══ Dataset entries ══

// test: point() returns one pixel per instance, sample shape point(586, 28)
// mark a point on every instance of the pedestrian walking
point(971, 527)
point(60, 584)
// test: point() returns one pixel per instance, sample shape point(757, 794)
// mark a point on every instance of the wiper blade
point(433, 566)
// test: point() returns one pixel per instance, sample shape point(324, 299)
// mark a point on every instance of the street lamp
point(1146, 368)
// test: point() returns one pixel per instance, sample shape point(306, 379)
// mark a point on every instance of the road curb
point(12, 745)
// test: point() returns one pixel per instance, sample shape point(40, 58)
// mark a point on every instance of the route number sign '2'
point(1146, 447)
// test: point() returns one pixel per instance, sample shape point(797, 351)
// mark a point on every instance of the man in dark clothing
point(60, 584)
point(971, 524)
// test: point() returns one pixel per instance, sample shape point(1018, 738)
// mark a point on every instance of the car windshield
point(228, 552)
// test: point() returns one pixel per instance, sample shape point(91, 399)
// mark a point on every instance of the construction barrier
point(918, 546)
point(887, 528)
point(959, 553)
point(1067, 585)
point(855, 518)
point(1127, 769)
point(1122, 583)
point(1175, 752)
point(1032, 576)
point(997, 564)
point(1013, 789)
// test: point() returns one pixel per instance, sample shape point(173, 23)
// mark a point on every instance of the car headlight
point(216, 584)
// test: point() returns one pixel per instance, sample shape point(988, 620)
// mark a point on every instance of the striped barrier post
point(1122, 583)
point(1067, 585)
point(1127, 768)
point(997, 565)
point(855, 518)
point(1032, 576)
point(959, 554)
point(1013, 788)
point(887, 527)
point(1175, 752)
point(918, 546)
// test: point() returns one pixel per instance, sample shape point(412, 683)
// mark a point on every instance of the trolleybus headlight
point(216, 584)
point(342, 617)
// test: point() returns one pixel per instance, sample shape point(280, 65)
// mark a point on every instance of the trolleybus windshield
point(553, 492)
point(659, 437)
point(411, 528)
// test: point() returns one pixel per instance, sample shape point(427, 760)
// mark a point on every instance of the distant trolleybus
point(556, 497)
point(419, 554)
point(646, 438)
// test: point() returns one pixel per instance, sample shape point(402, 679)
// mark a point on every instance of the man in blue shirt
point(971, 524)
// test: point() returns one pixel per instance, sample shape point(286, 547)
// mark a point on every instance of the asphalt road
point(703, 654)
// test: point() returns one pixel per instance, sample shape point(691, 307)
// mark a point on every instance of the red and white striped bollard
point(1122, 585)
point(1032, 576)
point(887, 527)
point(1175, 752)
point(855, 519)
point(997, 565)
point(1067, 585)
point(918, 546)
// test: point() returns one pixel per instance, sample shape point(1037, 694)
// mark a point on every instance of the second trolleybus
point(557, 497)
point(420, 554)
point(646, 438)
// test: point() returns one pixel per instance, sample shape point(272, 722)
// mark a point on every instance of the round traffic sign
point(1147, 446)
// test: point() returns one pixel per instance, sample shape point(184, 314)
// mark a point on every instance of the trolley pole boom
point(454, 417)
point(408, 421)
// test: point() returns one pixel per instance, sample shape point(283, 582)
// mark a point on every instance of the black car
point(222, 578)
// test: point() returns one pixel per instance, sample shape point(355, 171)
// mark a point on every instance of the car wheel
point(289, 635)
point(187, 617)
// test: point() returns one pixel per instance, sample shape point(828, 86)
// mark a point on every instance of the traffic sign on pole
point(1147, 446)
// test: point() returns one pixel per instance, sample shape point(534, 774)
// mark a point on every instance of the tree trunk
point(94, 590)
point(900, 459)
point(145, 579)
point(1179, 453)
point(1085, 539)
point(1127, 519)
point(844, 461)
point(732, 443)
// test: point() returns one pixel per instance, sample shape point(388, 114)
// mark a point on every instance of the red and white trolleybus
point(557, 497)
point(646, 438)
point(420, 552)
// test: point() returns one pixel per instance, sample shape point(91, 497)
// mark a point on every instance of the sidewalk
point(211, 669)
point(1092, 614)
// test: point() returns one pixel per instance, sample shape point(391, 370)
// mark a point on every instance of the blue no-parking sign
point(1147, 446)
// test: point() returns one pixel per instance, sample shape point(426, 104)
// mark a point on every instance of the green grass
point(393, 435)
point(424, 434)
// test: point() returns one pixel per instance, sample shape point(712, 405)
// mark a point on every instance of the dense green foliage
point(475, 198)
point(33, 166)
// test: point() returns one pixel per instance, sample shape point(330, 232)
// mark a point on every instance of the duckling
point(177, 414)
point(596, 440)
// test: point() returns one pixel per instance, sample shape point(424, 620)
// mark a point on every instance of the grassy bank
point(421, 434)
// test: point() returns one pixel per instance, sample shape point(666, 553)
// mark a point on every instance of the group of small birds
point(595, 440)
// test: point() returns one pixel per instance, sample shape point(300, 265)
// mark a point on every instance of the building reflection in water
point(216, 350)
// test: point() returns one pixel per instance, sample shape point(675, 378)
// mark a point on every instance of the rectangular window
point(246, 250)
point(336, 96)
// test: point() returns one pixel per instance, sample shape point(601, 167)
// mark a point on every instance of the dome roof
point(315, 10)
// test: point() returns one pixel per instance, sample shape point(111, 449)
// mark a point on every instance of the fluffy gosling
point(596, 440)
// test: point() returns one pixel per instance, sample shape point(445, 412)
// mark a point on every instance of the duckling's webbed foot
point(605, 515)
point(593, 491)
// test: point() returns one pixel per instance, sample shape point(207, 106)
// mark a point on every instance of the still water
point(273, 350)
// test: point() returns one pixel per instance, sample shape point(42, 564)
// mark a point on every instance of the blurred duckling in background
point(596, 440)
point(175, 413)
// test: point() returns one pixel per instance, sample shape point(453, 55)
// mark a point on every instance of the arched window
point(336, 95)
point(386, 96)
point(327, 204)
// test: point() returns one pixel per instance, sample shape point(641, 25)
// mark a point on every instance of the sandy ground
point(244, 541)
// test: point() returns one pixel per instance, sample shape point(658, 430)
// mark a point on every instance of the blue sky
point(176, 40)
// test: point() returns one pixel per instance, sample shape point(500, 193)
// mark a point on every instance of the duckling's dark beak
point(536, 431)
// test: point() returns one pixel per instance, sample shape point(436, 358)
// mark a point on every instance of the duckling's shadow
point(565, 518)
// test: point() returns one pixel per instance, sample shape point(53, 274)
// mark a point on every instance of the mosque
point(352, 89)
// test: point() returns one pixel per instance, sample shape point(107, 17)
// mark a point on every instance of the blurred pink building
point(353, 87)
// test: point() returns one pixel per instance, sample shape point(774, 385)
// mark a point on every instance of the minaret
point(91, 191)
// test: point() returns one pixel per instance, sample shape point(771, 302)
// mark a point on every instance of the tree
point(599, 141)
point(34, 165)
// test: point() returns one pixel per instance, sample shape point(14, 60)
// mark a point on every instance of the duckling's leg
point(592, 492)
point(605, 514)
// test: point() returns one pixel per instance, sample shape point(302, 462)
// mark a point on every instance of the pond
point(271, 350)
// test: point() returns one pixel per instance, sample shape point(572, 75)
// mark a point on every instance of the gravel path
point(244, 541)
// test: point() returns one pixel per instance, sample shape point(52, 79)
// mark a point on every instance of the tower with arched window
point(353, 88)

═══
══ Dataset entries ══

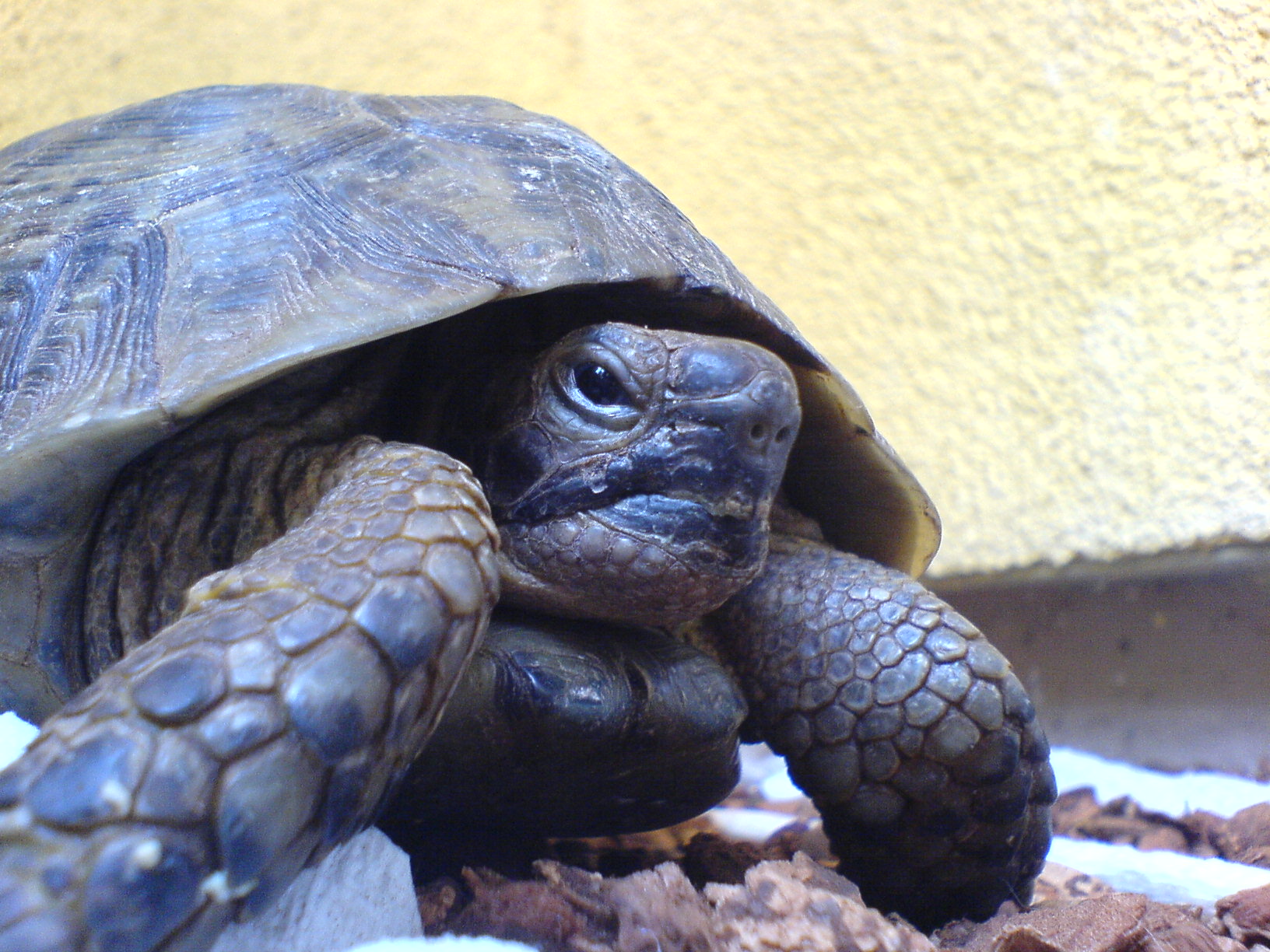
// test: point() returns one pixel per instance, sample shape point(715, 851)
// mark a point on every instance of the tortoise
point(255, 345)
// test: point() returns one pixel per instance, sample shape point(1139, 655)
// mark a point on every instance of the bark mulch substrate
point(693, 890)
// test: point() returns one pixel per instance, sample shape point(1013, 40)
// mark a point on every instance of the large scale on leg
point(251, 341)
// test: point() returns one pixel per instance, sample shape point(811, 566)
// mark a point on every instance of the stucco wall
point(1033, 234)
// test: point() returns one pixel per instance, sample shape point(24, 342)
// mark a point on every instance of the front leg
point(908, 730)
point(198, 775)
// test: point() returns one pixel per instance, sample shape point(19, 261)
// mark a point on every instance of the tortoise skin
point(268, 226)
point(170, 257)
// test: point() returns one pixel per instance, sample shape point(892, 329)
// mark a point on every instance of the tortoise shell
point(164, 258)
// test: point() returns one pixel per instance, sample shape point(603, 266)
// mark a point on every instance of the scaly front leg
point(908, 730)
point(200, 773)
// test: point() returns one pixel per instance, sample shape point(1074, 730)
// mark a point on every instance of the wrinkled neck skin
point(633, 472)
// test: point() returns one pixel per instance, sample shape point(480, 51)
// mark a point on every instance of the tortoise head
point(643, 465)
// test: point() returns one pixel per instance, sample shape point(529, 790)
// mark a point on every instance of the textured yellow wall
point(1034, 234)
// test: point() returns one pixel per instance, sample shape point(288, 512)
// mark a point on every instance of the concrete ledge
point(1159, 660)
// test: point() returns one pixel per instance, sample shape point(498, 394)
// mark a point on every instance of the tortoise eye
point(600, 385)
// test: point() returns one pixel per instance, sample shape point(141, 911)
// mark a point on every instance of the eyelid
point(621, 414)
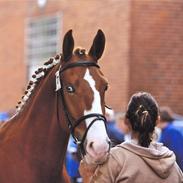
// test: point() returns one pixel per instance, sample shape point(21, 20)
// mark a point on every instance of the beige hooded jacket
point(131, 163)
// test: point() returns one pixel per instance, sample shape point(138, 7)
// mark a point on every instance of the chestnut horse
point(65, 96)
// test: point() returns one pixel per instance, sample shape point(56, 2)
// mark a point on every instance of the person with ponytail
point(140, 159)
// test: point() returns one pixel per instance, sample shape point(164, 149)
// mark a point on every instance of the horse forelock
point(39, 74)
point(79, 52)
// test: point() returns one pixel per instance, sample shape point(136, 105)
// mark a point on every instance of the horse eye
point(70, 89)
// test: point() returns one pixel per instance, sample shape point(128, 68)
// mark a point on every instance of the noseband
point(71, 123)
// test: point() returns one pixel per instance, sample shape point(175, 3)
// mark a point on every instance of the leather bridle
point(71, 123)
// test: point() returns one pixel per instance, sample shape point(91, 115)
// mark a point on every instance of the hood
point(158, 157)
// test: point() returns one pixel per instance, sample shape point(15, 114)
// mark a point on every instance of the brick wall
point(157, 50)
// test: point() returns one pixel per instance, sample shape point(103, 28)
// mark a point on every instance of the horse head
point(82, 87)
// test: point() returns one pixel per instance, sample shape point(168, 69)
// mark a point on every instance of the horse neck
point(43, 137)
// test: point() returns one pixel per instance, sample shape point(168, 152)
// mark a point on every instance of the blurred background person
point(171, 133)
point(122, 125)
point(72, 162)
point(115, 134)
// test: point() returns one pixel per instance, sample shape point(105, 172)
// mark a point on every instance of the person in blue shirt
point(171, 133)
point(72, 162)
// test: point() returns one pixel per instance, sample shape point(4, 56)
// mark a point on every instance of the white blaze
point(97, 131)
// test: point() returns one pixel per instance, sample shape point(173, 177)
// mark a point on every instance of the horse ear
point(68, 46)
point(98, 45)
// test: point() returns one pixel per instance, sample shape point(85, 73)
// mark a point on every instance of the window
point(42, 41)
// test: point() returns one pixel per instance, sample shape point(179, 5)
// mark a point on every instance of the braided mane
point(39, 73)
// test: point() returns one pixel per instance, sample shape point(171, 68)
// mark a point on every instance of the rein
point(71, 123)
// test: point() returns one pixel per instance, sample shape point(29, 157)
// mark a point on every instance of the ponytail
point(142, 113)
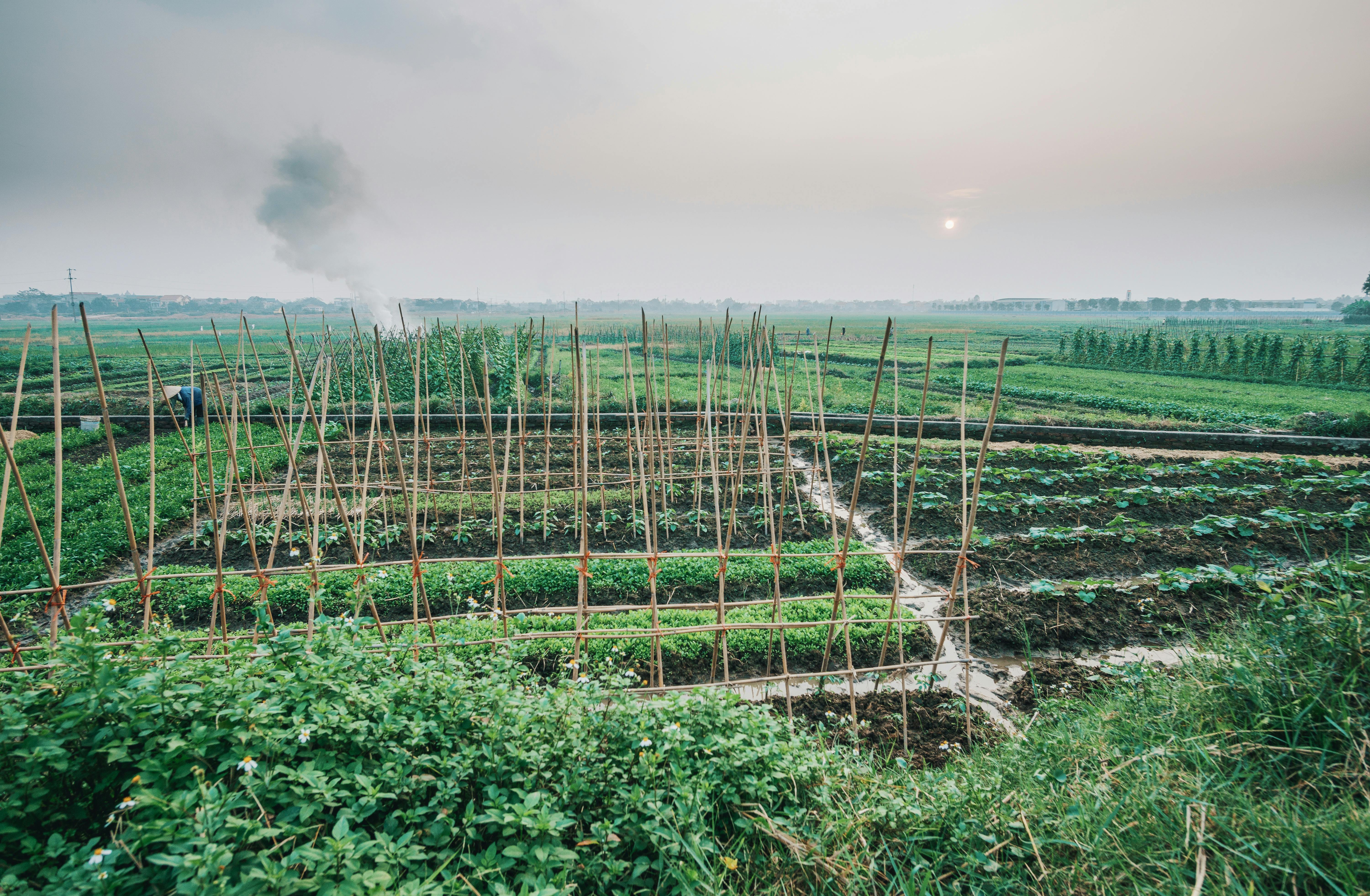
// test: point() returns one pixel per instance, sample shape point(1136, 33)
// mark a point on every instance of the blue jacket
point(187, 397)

═══
══ Dataset entries ══

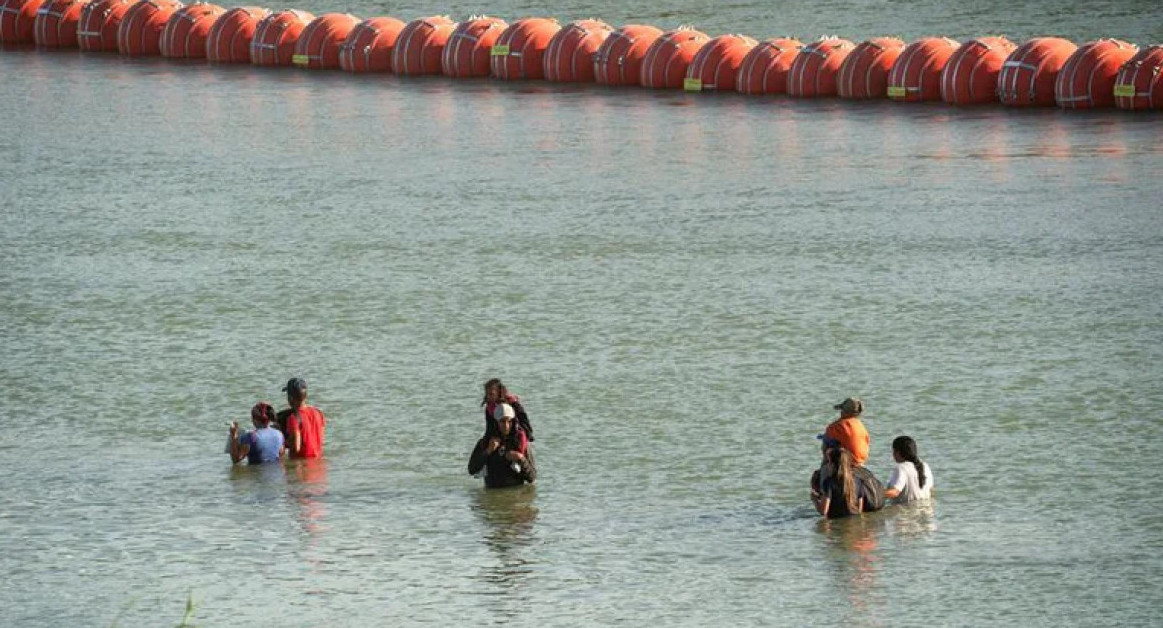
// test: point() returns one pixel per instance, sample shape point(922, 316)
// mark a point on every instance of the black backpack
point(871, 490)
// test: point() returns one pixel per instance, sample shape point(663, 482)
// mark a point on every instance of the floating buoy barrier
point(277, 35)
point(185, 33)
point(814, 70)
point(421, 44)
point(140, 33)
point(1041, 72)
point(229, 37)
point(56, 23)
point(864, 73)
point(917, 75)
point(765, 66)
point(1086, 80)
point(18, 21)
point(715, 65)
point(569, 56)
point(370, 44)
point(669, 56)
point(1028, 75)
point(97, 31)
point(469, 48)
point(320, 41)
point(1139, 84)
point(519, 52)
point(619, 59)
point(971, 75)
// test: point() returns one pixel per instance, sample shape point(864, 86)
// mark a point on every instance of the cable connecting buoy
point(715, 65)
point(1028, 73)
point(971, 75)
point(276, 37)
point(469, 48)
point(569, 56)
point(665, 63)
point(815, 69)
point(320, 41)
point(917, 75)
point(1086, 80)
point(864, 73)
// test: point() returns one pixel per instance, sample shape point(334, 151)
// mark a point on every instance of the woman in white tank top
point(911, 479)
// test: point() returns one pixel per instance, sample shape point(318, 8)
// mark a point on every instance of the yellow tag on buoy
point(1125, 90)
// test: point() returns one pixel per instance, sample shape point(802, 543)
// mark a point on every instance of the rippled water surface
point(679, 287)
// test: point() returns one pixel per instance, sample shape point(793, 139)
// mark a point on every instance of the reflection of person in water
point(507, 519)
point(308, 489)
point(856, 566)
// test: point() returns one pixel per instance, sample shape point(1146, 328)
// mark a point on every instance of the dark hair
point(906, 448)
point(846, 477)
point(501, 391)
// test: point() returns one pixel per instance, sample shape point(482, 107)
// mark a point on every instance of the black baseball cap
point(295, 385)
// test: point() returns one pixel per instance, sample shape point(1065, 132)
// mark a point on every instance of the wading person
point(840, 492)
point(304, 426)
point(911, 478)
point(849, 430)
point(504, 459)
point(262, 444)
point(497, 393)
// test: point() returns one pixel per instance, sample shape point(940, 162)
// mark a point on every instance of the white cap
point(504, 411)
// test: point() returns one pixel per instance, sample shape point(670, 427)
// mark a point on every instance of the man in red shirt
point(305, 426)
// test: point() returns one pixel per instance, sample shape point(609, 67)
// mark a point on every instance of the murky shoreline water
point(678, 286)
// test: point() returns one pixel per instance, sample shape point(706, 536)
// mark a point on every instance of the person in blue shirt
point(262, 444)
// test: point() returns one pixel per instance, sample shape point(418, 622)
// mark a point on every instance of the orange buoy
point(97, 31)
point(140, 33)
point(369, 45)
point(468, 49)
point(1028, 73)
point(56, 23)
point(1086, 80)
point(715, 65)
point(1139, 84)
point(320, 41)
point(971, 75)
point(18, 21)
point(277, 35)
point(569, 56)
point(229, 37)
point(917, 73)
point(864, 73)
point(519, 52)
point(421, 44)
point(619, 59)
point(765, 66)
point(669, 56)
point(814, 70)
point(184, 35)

═══

Job:
Reproduce verbatim the lines of the data above, from the line containing "shape point(103, 28)" to the line containing "point(115, 134)", including both of those lines.

Solution for this task:
// test: point() returns one pixel per instance, sample shape point(103, 28)
// mark a point on every instance of the horse head
point(82, 87)
// test: point() returns one pixel per instance, sample shape point(168, 69)
// mark a point on every instance of the horse neck
point(43, 137)
// test: point() returns one pixel per instance, sample shape point(168, 152)
// mark a point on every instance of the blurred background person
point(171, 133)
point(122, 125)
point(72, 162)
point(115, 134)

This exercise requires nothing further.